Exercise task 1: Extract every line of the records below that contains the word "shutter", matching case exactly.

Text shown:
= = = = =

Currently, Malaysia does not have any regulations in regards to the treatment of farm animals. And I feel that they are very much overlooked by the Malaysian public.

But with the upcoming Animal Welfare Bill, deputy director-general of veterinary services (DVS) Datuk Dr Quaza Nizamuddin says that farms and slaughterhouses will be among the businesses that will have to be licensed.

“There will be specific standards (to receive a licence) at all levels. Those standards will be clear, comprehensive and transparent,” said Dr Nizamuddin.

“At farms, there will be standards on how to rear the animals, how they are kept, and the food and water they must receive.

“At slaughterhouses, there will be standards on how to handle the animal before and during the slaughter, and ensuring that the animals are properly kept and fed.

“If those standards are adhered to, the abuses will be less, because people will be ensuring that those standards are adhered to,” he said.

Dr Nizamuddin said that the Bill promotes animal welfare and their five freedoms.

= = = = =

Dataset records:
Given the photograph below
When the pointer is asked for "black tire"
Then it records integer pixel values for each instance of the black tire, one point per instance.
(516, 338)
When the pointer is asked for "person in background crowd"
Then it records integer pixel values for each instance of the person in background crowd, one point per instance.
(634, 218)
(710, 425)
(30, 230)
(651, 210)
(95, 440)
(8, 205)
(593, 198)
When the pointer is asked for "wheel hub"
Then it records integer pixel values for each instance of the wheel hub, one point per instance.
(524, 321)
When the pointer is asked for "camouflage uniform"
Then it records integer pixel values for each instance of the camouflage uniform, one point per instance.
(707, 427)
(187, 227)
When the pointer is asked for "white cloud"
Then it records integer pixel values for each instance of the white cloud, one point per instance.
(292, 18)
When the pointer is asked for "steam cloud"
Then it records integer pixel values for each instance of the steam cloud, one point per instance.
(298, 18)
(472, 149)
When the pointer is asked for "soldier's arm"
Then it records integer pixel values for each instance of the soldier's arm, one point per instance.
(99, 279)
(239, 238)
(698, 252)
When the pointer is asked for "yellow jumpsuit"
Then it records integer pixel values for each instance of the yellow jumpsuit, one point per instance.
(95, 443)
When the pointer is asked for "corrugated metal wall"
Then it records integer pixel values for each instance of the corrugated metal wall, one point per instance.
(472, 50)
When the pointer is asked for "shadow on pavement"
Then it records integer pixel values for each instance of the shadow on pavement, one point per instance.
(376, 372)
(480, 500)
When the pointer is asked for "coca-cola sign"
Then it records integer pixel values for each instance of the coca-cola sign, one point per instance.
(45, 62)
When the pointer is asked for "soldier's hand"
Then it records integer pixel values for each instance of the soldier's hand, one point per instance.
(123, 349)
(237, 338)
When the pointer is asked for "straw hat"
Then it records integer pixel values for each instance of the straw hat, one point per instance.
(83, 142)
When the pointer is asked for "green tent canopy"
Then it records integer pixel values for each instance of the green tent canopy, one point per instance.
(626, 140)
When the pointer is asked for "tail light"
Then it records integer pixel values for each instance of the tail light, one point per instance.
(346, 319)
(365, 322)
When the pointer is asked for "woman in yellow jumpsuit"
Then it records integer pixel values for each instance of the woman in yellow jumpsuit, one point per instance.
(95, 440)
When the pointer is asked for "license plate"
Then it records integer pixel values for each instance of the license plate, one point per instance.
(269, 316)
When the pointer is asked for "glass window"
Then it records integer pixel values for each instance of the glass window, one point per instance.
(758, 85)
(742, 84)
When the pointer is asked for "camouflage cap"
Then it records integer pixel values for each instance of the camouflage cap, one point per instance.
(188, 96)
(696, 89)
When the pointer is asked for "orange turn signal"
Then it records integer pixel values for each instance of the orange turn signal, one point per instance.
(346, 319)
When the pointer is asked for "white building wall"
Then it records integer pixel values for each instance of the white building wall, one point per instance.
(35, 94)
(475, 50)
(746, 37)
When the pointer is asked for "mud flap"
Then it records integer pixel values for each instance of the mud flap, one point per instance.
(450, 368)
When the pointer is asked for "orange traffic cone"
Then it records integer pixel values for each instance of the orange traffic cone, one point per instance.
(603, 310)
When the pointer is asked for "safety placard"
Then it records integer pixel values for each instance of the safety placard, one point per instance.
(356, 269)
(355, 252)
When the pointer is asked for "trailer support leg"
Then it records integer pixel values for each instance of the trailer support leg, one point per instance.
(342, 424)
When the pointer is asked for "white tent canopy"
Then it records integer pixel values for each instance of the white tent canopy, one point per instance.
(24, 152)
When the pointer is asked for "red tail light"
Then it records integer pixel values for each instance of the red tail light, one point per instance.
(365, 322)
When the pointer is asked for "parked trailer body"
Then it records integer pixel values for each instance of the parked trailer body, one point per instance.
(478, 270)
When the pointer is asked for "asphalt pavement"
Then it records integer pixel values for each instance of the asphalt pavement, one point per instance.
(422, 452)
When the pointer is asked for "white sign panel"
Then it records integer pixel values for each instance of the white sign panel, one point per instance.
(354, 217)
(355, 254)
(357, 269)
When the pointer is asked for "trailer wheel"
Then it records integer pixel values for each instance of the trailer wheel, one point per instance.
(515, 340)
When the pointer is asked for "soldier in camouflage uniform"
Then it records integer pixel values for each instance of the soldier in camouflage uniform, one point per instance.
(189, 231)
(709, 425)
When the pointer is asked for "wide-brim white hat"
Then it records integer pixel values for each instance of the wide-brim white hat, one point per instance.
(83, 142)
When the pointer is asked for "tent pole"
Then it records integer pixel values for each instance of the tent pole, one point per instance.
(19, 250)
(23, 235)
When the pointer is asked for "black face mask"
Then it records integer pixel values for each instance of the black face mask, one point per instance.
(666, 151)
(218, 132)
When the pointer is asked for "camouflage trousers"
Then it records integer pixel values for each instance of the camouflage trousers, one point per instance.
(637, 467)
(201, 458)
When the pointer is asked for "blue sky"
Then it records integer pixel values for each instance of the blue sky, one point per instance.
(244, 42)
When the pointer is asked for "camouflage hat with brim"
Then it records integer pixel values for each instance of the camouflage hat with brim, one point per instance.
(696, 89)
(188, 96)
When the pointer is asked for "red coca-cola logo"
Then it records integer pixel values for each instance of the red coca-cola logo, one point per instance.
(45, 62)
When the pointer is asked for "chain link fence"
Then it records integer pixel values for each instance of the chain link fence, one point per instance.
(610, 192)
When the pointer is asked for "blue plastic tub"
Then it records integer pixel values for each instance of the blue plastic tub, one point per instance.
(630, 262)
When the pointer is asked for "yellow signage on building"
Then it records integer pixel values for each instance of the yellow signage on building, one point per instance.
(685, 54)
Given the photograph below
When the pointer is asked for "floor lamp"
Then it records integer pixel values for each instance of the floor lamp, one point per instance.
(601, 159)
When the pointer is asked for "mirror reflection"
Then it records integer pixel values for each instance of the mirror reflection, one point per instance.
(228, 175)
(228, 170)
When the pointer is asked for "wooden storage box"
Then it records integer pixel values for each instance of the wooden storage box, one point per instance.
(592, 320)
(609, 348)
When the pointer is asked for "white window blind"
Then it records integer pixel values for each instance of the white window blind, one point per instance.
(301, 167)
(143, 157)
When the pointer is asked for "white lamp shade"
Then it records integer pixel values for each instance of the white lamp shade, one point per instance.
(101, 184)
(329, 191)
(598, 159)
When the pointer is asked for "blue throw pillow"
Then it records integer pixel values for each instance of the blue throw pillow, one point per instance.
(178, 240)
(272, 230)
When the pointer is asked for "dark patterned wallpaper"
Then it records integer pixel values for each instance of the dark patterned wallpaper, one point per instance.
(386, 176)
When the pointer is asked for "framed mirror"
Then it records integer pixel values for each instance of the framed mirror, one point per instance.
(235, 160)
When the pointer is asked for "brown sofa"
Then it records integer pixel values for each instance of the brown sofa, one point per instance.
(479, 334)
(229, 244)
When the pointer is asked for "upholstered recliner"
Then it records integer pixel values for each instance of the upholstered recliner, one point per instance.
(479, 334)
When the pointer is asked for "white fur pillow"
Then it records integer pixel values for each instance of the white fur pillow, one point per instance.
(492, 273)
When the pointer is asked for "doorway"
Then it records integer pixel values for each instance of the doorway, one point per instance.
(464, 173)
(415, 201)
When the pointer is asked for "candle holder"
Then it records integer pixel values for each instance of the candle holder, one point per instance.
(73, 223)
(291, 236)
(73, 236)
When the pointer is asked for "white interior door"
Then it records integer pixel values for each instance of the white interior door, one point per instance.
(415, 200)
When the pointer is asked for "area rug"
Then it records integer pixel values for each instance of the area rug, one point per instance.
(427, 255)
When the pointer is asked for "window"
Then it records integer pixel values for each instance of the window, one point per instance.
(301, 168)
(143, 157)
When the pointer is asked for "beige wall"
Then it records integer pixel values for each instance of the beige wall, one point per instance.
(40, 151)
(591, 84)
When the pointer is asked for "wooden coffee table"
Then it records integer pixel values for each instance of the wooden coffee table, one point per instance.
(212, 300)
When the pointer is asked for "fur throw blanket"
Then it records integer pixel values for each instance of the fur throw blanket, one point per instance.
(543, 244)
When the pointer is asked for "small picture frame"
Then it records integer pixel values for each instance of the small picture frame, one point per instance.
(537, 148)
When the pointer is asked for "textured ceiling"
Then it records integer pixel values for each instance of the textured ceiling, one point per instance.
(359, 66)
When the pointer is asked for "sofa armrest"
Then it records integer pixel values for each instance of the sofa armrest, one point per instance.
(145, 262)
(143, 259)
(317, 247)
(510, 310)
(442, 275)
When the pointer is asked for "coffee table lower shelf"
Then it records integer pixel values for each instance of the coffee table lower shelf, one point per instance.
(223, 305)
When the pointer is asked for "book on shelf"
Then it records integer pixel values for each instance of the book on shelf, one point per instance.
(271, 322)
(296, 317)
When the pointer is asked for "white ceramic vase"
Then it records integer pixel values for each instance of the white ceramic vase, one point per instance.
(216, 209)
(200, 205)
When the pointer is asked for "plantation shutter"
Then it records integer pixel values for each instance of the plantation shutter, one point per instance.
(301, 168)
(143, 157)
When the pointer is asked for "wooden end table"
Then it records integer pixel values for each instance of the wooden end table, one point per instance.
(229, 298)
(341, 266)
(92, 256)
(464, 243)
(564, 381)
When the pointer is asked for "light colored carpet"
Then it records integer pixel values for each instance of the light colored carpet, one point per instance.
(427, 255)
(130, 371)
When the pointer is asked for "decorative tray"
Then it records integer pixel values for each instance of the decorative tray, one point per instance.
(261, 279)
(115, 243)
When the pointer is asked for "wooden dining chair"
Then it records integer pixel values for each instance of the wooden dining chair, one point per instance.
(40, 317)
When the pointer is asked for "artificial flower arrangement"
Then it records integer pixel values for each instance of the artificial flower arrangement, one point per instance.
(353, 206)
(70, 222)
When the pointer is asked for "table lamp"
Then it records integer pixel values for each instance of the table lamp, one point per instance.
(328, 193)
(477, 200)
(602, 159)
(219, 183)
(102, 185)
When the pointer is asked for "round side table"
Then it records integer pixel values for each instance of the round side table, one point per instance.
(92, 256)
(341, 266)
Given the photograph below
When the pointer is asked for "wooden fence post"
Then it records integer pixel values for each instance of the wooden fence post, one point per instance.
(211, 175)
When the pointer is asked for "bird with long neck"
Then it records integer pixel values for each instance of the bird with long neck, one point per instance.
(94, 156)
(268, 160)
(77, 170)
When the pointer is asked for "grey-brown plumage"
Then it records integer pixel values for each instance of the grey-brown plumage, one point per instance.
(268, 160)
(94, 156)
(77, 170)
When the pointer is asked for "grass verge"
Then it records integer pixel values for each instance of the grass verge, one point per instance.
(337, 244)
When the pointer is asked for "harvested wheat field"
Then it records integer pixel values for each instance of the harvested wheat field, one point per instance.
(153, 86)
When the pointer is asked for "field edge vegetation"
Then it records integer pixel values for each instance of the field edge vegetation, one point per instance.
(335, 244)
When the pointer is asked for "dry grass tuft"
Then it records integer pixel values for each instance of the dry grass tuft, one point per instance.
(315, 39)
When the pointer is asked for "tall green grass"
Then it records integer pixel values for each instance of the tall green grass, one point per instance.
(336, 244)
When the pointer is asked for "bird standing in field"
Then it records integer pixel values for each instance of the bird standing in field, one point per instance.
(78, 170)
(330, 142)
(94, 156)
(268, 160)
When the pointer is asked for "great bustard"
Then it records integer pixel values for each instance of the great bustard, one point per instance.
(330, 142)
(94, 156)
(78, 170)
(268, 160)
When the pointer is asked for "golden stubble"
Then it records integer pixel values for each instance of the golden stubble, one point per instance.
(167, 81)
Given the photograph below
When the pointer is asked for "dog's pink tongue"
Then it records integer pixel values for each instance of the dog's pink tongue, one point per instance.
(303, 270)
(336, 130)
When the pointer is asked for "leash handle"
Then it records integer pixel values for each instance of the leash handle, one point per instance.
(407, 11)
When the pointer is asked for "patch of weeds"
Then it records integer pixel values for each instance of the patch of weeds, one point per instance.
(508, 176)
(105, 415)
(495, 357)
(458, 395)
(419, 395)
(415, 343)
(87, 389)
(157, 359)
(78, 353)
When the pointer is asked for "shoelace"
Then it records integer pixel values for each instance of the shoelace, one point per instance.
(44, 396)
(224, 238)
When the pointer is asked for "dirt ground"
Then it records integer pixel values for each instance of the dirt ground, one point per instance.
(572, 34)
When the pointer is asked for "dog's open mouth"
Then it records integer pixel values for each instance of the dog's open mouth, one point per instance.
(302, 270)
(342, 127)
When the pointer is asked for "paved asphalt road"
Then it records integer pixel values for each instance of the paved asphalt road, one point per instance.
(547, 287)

= = = = =

Exercise task 2: Output the entire passage on Malaysia's Animal Welfare Bill word for word.

Correct result 1:
When the pointer is asked for "plantation shutter"
Then it records integer pixel values for each instance of the plantation shutter, one point per instance.

Correct result 2:
Currently, Malaysia does not have any regulations in regards to the treatment of farm animals. And I feel that they are very much overlooked by the Malaysian public.

But with the upcoming Animal Welfare Bill, deputy director-general of veterinary services (DVS) Datuk Dr Quaza Nizamuddin says that farms and slaughterhouses will be among the businesses that will have to be licensed.

“There will be specific standards (to receive a licence) at all levels. Those standards will be clear, comprehensive and transparent,” said Dr Nizamuddin.

“At farms, there will be standards on how to rear the animals, how they are kept, and the food and water they must receive.

“At slaughterhouses, there will be standards on how to handle the animal before and during the slaughter, and ensuring that the animals are properly kept and fed.

“If those standards are adhered to, the abuses will be less, because people will be ensuring that those standards are adhered to,” he said.

Dr Nizamuddin said that the Bill promotes animal welfare and their five freedoms.